◆ **Set exercise 1**: Lay out the rows as a JSON list of strings with one string per line, leaving out blank lines. Begin at the line containing "<item>sneaker</item>, I would be thankful." and run through the end of the rows.

◆ **Page extract**:
______
Need a Testing Metric? Put Points on Your Test Cases

12 months ago 45

(This article was co-written by my friend & colleague Mas Kono; it was originally published by TechBeacon). As a QA, QE, or testing professional, you hear some questions frequently, especially if you are in a leadership role. These include: How many test cases are...

(This article was co-written by my friend & colleague Mas Kono; it was originally published by TechBeacon).

As a QA, QE, or testing professional, you hear some questions frequently, especially if you are in a leadership role. These include: How many test cases are left to execute, how much longer will testing take, and what percentage of our testing is complete?

As leaders, we are often pressed to respond with straightforward, linear, numeric answers. In fact, this is what those asking the questions usually want—an easy-to-understand-and-digest data nugget on which to base complex business decisions. Executives expect answers such as, “We have 500 out of 10,000 test cases remaining,” “On average, we can do 50 test cases per day, so about 10 days,” or, “We are 95% complete.”

As those with experience have learned, however, these types of answers don’t always provide the appropriate information. Pitfalls of “just giving a number” include:

The numbers are easy to misconstrue. They don’t tell the whole story. They’re one-dimensional. They reflect outdated information.

An effective way to resolve this problem is to use the metric that one of us (Mas Kono) developed, which he calls test case points. It’s essentially a weighted measure of planned test case execution. 

What leaders really want to know

When speaking to your leadership about testing progress, speak to them in their language. Most leaders don’t care about or even know about, equivalence classes, pairwise testing, or high-volume automated testing. They generally have no context that indicates the business risk associated with yet-to-be-executed tests and any test coverage that’s lacking.

Talking about testing at this level of detail will obfuscate, not clarify. You’ll be giving them information they neither need nor care about, and you won’t be helping them make business decisions regarding the current state of the software.

What’s worse, the information you do give them, if it lacks the proper context, can lead them to make bad decisions.

Here’s what the typical executive wants to know about testing for a release:

Can we release yet? If not, how close are we to being able to release? If we release today, what are our risks? What’s the plan if something bad happens?

In general, they want brief, direct, actionable information that they can use to make business decisions; they want “pass or fail” and “red or green.”

To be fair, testing organizations aren’t special in this regard; like other groups, testing organizations need to provide information that is valuable to executives.

The origin of test case points

Around a decade ago, Mas was a director of quality assurance and was asked to report on the percentage of test cases executed. This metric was to be used as the measure of testing progress. 

Mas was not a fan of this metric; he knew that the number had little meaning without supporting context. It conveyed neither the amount of testing work nor the amount of development work that remained. Additionally, it didn’t address which type of work remained.
______
(Collected data)
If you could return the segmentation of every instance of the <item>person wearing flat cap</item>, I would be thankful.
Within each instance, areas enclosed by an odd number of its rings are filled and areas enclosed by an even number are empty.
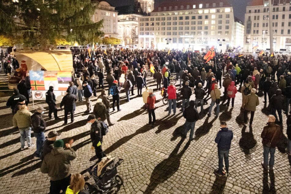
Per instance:
[[[31,117],[33,134],[36,138],[36,151],[34,152],[35,158],[40,158],[43,149],[43,143],[45,139],[43,132],[46,129],[47,125],[44,119],[43,118],[42,115],[45,110],[42,107],[39,107]]]
[[[101,124],[94,114],[89,115],[87,121],[87,124],[90,126],[90,136],[92,142],[92,148],[95,149],[96,156],[98,159],[97,162],[99,162],[101,161],[102,158],[106,155],[102,150],[101,145],[103,138],[101,132]]]
[[[76,153],[69,144],[66,144],[64,148],[64,141],[57,140],[54,143],[54,148],[44,157],[40,171],[47,174],[50,178],[50,193],[65,193],[70,185],[71,180],[70,161],[76,158]]]
[[[67,90],[68,93],[64,96],[61,102],[60,107],[62,108],[63,105],[65,107],[65,121],[64,124],[66,125],[68,122],[68,114],[69,112],[71,113],[71,121],[74,122],[74,108],[75,103],[77,101],[77,97],[72,93],[71,88],[69,88]]]

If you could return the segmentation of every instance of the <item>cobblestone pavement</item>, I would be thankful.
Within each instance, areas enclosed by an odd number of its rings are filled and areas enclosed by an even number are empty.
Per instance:
[[[1,74],[0,81],[5,79],[3,77]],[[148,78],[150,86],[155,84],[151,79]],[[99,92],[100,94],[100,90]],[[135,92],[137,93],[136,89]],[[168,106],[163,104],[160,92],[155,93],[157,101],[155,126],[146,125],[147,113],[141,109],[142,98],[136,95],[131,96],[130,102],[126,103],[125,93],[122,93],[122,111],[111,112],[111,119],[115,124],[110,128],[109,133],[104,137],[103,147],[107,154],[124,159],[118,169],[124,185],[118,193],[291,192],[291,157],[285,153],[286,135],[276,149],[274,173],[263,171],[260,165],[263,160],[260,134],[269,114],[263,103],[263,98],[259,98],[260,104],[255,114],[252,129],[241,122],[241,95],[238,93],[233,108],[221,104],[219,117],[215,118],[213,114],[211,117],[204,116],[196,122],[195,139],[189,142],[188,134],[186,139],[181,137],[185,121],[179,111],[181,101],[178,103],[177,114],[173,115],[172,112],[168,117]],[[40,171],[41,161],[33,158],[35,147],[21,151],[19,132],[13,129],[11,111],[5,106],[11,94],[1,93],[0,97],[0,190],[5,193],[47,193],[49,179]],[[191,99],[195,99],[194,95]],[[96,99],[92,98],[93,105]],[[208,110],[210,102],[209,100],[208,104],[204,105],[204,109]],[[29,105],[33,112],[40,106],[48,110],[44,102],[35,103],[35,108],[32,103]],[[59,103],[57,105],[59,106]],[[71,162],[71,172],[84,173],[95,163],[96,159],[95,152],[90,150],[89,128],[84,121],[88,116],[83,113],[86,110],[85,102],[77,102],[76,106],[75,122],[65,126],[63,120],[49,120],[48,110],[46,111],[44,118],[48,126],[45,135],[54,129],[62,132],[60,138],[65,141],[72,137],[77,156]],[[198,109],[200,111],[200,108]],[[64,111],[59,111],[58,115],[63,118]],[[285,116],[283,118],[283,132],[285,134]],[[218,167],[214,139],[220,129],[219,121],[222,120],[227,121],[234,133],[229,152],[230,175],[227,178],[216,177],[213,173],[214,169]],[[35,140],[35,137],[32,138],[33,143]],[[92,183],[91,178],[88,178],[88,173],[84,175],[86,180]]]

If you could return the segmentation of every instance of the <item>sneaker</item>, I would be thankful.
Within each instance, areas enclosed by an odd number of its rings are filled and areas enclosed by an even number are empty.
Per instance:
[[[264,164],[264,162],[261,162],[261,164],[262,165],[262,166],[264,169],[268,169],[268,167],[266,167],[266,166],[265,166],[265,165]]]
[[[35,144],[30,144],[30,145],[27,148],[28,148],[28,149],[30,149],[32,147],[33,147],[33,146],[35,146]]]
[[[214,173],[220,177],[221,177],[223,175],[222,172],[221,171],[219,171],[218,169],[214,170]]]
______
◆ **Set exercise 2**: In the article on testing metrics, what role did Mas Kono hold around a decade ago?

◆ **Task result 1**:
[
  "If you could return the segmentation of every instance of the <item>sneaker</item>, I would be thankful.",
  "Within each instance, areas enclosed by an odd number of its rings are filled and areas enclosed by an even number are empty.",
  "Per instance:",
  "[[[264,164],[264,162],[261,162],[261,164],[262,165],[262,166],[264,169],[268,169],[268,167],[266,167],[266,166],[265,166],[265,165]]]",
  "[[[35,144],[30,144],[30,145],[27,148],[28,148],[28,149],[30,149],[32,147],[33,147],[33,146],[35,146]]]",
  "[[[214,173],[220,177],[221,177],[223,175],[222,172],[221,171],[219,171],[218,169],[214,170]]]"
]

◆ **Task result 2**: He was a director of quality assurance.